AIM ▸ From the line with "Please tag the dome" down to the final line of the material below, quote every line exactly and leave out all lines before it.
___ STORED DATA ___
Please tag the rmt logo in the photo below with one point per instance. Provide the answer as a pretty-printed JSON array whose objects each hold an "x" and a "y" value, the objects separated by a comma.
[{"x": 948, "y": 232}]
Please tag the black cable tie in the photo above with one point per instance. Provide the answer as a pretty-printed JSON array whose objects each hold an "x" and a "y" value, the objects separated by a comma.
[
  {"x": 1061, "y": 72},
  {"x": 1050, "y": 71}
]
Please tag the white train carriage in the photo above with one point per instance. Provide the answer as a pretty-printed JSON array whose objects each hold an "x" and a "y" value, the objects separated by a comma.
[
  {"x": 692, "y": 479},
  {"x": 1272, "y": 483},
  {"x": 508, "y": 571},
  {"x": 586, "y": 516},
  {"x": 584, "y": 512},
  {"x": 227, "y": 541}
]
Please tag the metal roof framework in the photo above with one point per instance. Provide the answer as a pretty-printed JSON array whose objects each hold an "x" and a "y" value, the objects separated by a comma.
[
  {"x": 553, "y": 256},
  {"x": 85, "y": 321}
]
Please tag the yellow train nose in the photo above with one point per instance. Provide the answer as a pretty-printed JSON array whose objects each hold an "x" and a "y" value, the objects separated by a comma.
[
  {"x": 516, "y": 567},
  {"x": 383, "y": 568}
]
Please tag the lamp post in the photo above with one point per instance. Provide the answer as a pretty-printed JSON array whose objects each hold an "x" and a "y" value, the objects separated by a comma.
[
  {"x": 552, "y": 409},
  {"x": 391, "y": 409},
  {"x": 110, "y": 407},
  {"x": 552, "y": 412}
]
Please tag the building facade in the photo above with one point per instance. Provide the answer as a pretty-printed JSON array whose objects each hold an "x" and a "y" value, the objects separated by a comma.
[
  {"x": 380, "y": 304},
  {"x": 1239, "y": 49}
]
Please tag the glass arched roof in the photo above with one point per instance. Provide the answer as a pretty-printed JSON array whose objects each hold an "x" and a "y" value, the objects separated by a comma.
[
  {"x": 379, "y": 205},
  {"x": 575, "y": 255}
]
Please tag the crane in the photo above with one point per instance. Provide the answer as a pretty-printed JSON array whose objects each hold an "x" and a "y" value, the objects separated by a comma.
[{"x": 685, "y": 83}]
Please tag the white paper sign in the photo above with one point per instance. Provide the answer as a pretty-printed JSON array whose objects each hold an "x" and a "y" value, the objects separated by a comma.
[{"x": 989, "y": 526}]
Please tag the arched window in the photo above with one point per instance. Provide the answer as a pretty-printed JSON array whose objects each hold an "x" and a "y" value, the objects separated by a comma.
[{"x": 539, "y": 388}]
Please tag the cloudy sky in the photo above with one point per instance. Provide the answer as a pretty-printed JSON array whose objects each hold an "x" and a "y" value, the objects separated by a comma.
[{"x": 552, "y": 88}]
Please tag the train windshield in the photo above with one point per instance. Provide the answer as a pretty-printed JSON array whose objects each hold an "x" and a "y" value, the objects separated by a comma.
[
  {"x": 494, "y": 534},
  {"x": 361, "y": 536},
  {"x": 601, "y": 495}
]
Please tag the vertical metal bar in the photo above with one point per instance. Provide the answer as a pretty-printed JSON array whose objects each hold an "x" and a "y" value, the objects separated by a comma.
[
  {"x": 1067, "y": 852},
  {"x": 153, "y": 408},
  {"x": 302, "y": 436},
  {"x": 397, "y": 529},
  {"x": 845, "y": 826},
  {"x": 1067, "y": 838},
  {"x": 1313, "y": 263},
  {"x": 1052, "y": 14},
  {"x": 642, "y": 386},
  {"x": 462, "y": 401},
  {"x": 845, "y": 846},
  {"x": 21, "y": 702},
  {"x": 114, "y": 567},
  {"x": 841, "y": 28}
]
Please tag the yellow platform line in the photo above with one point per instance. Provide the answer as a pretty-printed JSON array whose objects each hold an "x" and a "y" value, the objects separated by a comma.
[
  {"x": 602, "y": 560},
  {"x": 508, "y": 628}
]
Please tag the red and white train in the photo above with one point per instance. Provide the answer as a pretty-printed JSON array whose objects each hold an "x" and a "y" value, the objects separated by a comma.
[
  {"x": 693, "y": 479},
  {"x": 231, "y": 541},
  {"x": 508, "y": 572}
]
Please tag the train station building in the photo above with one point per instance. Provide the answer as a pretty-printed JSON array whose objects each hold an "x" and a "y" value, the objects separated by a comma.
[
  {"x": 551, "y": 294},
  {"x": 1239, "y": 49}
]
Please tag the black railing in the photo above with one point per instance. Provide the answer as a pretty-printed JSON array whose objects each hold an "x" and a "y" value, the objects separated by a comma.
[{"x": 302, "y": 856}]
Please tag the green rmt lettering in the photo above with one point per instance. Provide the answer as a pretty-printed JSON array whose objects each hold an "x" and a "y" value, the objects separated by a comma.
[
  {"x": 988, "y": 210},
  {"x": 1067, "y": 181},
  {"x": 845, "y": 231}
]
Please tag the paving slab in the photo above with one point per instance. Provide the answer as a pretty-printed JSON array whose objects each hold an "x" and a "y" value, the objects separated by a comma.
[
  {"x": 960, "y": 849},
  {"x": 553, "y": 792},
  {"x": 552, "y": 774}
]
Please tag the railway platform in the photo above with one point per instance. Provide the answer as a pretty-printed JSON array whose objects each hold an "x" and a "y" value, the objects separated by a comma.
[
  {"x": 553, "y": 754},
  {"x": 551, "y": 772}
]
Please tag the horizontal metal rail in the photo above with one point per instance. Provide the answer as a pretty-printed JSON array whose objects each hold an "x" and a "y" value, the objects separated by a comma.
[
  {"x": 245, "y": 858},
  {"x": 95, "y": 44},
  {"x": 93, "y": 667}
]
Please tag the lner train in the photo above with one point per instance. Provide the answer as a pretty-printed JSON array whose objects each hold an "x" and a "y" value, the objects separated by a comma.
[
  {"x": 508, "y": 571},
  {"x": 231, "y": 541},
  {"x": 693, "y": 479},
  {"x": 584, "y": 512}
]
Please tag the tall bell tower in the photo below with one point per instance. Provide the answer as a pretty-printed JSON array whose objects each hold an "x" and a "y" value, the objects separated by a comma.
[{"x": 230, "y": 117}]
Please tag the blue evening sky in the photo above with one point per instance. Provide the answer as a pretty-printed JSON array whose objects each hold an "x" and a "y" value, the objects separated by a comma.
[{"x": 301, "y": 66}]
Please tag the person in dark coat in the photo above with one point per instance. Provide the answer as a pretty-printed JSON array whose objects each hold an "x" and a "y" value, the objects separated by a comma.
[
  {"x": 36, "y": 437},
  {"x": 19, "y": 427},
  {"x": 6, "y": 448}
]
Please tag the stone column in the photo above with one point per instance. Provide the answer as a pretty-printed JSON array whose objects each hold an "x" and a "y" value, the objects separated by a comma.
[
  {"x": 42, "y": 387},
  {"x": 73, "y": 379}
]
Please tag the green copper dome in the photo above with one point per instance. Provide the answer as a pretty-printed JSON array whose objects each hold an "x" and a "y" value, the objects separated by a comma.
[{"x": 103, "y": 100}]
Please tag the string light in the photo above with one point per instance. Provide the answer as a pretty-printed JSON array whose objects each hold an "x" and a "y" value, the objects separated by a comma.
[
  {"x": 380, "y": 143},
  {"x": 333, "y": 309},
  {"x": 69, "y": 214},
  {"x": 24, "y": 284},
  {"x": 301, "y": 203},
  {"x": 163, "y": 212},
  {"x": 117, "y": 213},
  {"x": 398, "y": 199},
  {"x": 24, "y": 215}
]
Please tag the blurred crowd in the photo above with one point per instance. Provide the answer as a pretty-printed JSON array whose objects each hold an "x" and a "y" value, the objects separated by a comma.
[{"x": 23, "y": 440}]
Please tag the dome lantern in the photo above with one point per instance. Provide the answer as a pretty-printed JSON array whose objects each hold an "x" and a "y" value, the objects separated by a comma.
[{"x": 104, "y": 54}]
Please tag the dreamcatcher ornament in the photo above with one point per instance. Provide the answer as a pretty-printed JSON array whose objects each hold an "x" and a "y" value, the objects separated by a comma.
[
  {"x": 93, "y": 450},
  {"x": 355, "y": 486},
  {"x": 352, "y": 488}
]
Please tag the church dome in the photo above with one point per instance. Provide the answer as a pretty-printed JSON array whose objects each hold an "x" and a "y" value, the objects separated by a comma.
___
WRITTEN RESPONSE ▸
Please tag the dome lantern in the photo above with one point per instance. Provide the answer as a pretty-printed JSON array whose objects each hold an "x" and a "y" value, the objects separated by a comma.
[{"x": 104, "y": 54}]
Please tag the dreamcatcher ornament in the photo above with one point per instance. Provide the answer as a pretty-printed JSON array whose objects each hold an "x" and a "y" value, the objects separated by a comma.
[
  {"x": 93, "y": 450},
  {"x": 355, "y": 486},
  {"x": 352, "y": 488}
]
Please tag the church dome in the photo above with one point per instance. Provide the answer as a pretty-printed JSON array whose objects each hold an "x" and a "y" value, the objects separated by a comma.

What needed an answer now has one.